■ 実施事項
1) 共同支配の会計処理に関する抜粋によると、共同支配事業への投資について当社が認識するものは何ですか。すべて挙げてください。
2) 共同支配の会計処理に関する抜粋では、持分法適用会社の報告期間末日と当社グループの報告期間末日の差異はどの程度とされていますか。
3) 共同支配の会計処理に関する抜粋の最後の文に続けて、その先の文章を書き進めてください。

■ 抜粋
******************************
共同支配は、契約上の取決めにより、関連性のある活動に係る意思決定について、支配を共有している当事者の全員一致の合意を必要とする場合にのみ存在します。共同支配の取決めは、共同支配を有する当事者の権利及び義務に基づいて、共同支配事業又は共同支配企業のいずれかに分類されます。共同支配事業とは、共同支配を有する当事者が、当該取決めにより生じた資産に対する権利及び負債に対する義務を有している場合の共同支配の取決めであり、共同支配企業とは、取決めに対する共同支配を有する当事者が、当該取決めの純資産に対する権利を有している場合の共同支配の取決めをいいます。
関連会社及び共同支配企業への投資は、取得時に取得原価で認識し、持分法を用いて会計処理しております。当社の連結財務諸表には、他の株主との関係等により、決算日を統一することが実務上不可能であるため、決算日の異なる持分法適用会社への投資が含まれております。当該持分法適用会社の報告期間末日と当社グループの報告期間の末日の差異は3ヶ月を超えることはなく、決算日の差異により生じる期間の重要な取引又は事象については必要な調整を行っております。
当該持分法適用会社との取引から発生した未実現利益は、被投資企業に対する当社グループ持分を上限として投資から控除しております。未実現損失は、減損が生じている証拠がない場合に限り、未実現利益と同様の方法で投資から控除しております。
共同支配事業への投資については、共同で保有する資産に対する持分を含む自らの資産、共同で負う負債に対する持分を含む自らの負債、共同支配事業から生じる産出物に対する持分の売却による収益及び共同支配事業による産出物の売却による収益に対する持分並びに共同で負う費用に対する持分を含む自らの費用を認識します。
******************************
■ 項目一覧

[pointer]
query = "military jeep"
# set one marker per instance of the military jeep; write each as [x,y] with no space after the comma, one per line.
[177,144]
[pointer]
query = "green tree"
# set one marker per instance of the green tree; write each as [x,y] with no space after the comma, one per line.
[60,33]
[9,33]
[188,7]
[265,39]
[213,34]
******************************
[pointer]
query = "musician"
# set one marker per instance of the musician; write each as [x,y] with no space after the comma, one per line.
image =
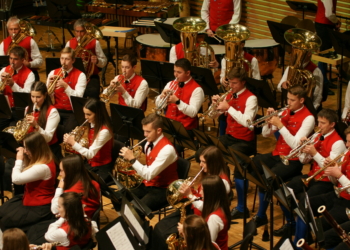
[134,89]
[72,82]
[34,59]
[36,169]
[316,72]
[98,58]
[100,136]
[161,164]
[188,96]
******************************
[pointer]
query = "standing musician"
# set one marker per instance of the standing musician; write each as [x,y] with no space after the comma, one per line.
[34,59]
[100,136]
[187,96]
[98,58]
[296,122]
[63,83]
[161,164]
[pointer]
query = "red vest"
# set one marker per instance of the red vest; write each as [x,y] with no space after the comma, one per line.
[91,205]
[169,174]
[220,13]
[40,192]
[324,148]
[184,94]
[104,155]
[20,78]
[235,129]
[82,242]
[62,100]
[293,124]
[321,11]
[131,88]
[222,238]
******************************
■ 課題別結果
1)
・自らの資産（共同で保有する資産に対する持分を含む）
・自らの負債（共同で負う負債に対する持分を含む）
・共同支配事業から生じる産出物に対する持分の売却による収益
・共同支配事業による産出物の売却による収益に対する持分
・自らの費用（共同で負う費用に対する持分を含む）

2) 3ヶ月を超えることはないとされています。

3)
③ 企業結合及びのれん
企業結合は、取得法を適用して会計処理をしております。被取得企業における識別可能な資産及び負債は取得日の公正価値で測定しております。のれんは、企業結合で移転された対価、被取得企業の非支配持分の金額、及び取得企業が以前に保有していた被取得企業の資本持分の公正価値の合計が、取得日における識別可能な資産及び負債の正味価額を上回る場合にその超過額として測定しております。企業結合で移転された対価は、取得企業が移転した資産、取得企業に発生した被取得企業の旧所有者に対する負債及び取得企業が発行した資本持分の取得日における公正価値の合計で計算しております。
当社グループは非支配持分を公正価値若しくは被取得企業の識別可能な純資産に対する非支配持分相当額で測定するかについて、企業結合ごとに選択しております。取得関連費は発生した期間に費用として処理しております。
なお、支配獲得後の非支配持分の追加取得については、資本取引として会計処理しており、当該取引からのれんは認識しておりません。
(2)外貨換算
① 外貨建取引
外貨建取引は、取引日の為替レート又はそれに近似するレートで機能通貨に換算しております。決算日における外貨建貨幣性項目は、決算日の為替レートで、公正価値で測定される外貨建非貨幣性項目は、当該公正価値の算定日の為替レートで、それぞれ機能通貨に再換算しております。当該換算及び決済により生じる換算差額は純損益として認識しております。ただし、その他の包括利益を通じて公正価値で測定される資本性金融商品、及び為替リスクにかかるキャッシュ・フロー・ヘッジのヘッジ手段から生じた換算差額のうちヘッジが有効な部分については、その他の包括利益として認識しております。
② 在外営業活動体
在外営業活動体の財政状態計算書の資産及び負債は、その財政状態計算書の日現在の為替レートで、純損益及びその他の包括利益を表示する各計算書の収益及び費用は、為替レートが著しく変動している場合を除き、期中平均為替レートで換算しております。当該換算により生じる換算差額は、その他の包括利益として認識しております。在外営業活動体が処分された場合には、当該営業活動体に関連した換算差額の累計額を処分した期の純損益に振り替えております。
(3)現金及び現金同等物
現金及び現金同等物は、手許現金、随時引き出し可能な預金及び容易に換金可能であり、かつ、価値の変動について僅少なリスクしか負わない取得日から3ヶ月以内に償還期限の到来する短期投資であります。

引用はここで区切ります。